How to bridge the gap between Torch and JAX performance?
Hi, I am working on an RL project for my studies that uses a variant of SAC. The algorithm benefits greatly from being written in JAX, but for this project I have to use PyTorch because we wanted to try a simulation engine Genesis-World that provides Torch tensors.
The problem is that the PyTorch reimplementation is about 5× slower (even with torch.compile and after avoiding common performance mistakes). Without torch.compile, it is around 15× slower.
The reason seems to be that the algorithm involves many gradient update steps inside a loop, something like:
# pseudocode for the idea for batch in range(1000): loss = loss(model(batch)) loss.backward() optimizer.step()
This is just one iteration (with ~1000 iterations). It is important for the algorithm that it performs many small updates.
JAX compiles everything — the forward pass, backward pass, optimizer step, and even the whole loop. PyTorch doesn’t seem to match this — it compiles the forward pass, maybe the backward pass, but zero_grad() and optimizer.step() still cause graph breaks.
Documentation about Torch compilation is quite difficult to follow. I found multiple ideas on how to compile the optimizer step, zero_grad, and backward pass, and I tried implementing them, but the optimizer graph still shows graph breaks in the same places as before.

------

### [Prompt 1]
In the post about matching JAX performance in PyTorch, how much slower is the PyTorch version without torch.compile?
### [Prompt 2]
Write the next part of the forum post about closing the PyTorch–JAX speed gap, picking up after its final sentence.

### [Exercise data]

------

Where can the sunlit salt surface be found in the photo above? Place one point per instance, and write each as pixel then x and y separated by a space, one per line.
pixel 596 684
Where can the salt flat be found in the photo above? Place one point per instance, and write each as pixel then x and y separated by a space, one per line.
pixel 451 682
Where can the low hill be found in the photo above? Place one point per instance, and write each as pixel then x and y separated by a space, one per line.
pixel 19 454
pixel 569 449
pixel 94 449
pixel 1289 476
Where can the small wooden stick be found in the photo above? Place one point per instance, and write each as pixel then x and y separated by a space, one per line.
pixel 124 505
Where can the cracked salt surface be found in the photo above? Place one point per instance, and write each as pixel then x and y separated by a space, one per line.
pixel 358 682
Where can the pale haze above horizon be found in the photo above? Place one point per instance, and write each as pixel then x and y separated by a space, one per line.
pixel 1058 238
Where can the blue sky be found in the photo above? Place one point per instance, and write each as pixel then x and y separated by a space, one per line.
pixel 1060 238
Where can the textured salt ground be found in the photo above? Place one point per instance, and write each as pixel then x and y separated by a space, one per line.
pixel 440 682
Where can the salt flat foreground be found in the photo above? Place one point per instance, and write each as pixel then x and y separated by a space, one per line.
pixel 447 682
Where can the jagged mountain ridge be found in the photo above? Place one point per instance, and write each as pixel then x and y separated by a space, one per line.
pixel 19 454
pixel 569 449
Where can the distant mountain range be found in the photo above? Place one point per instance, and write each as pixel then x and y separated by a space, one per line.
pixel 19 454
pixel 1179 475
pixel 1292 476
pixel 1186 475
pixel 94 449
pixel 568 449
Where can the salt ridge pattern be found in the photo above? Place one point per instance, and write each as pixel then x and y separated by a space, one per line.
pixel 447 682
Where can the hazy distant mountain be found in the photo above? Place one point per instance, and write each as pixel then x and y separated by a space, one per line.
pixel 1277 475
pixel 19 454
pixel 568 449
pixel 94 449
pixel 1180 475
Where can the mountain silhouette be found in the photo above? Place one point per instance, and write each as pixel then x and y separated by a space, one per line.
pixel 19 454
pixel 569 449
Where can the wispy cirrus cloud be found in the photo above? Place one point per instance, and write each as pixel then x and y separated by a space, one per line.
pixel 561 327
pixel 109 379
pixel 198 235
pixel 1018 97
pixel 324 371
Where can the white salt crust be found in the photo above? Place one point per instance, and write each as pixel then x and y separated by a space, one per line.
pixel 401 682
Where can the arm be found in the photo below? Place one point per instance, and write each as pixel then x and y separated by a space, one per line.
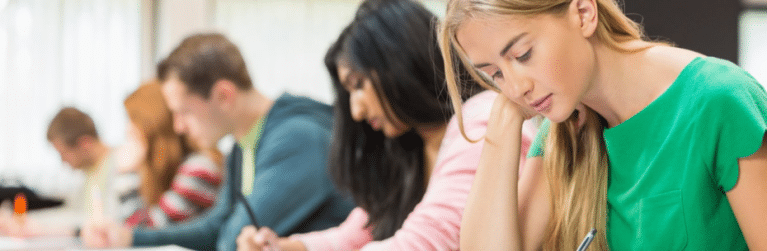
pixel 435 222
pixel 193 190
pixel 504 211
pixel 200 234
pixel 293 160
pixel 749 198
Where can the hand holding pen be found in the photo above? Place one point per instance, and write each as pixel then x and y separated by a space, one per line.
pixel 255 237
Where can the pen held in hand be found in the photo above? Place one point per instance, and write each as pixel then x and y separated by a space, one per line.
pixel 587 240
pixel 250 211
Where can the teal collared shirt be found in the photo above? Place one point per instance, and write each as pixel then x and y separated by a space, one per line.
pixel 249 145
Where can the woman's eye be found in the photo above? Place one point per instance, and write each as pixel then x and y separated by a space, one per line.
pixel 358 85
pixel 497 75
pixel 525 56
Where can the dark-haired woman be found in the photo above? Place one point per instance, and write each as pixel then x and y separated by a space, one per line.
pixel 408 169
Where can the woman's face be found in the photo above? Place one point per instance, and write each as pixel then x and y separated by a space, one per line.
pixel 543 62
pixel 365 104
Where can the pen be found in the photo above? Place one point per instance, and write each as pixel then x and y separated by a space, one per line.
pixel 586 241
pixel 270 246
pixel 250 211
pixel 20 204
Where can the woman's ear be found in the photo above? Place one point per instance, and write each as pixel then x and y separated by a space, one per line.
pixel 581 109
pixel 587 14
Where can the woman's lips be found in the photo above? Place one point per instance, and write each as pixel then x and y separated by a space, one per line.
pixel 542 104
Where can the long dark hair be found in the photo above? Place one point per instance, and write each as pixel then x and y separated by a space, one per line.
pixel 393 43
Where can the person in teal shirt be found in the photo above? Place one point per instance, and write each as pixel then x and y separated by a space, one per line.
pixel 656 147
pixel 279 163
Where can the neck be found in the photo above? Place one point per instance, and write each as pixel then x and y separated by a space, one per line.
pixel 618 90
pixel 98 151
pixel 432 140
pixel 250 107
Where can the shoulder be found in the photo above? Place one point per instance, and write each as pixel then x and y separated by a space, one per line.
pixel 475 112
pixel 722 85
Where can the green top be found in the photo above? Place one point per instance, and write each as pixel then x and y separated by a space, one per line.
pixel 670 168
pixel 249 145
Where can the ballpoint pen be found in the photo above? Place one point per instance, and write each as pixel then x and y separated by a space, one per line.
pixel 586 241
pixel 250 211
pixel 270 246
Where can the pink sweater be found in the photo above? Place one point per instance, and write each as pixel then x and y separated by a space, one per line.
pixel 435 222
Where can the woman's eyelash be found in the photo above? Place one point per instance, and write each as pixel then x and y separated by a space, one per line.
pixel 525 56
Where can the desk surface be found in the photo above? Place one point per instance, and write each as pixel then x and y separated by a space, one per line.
pixel 64 243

------

### [Exercise output 1]
Around 15× slower.

### [Exercise output 2]
From what I’ve read, this kind of workload benefits the most from JAX. Still, I find it surprising that there’s no way to achieve similar performance in PyTorch. I don’t expect it to be automatic — I’m looking for tools or techniques that would allow more manual control to improve performance.
It also feels odd that such a common forward–backward–optimizer pipeline cannot be well optimized in PyTorch. I can’t do the gradient accumulation since the mini updates are important for learning my embeddings. I tried to do something with the functional Pytorch style but I am not sure it will benefit something, and functional optimizers from torchopt can’t be torch compiled.
How could I implement something like this more efficiently?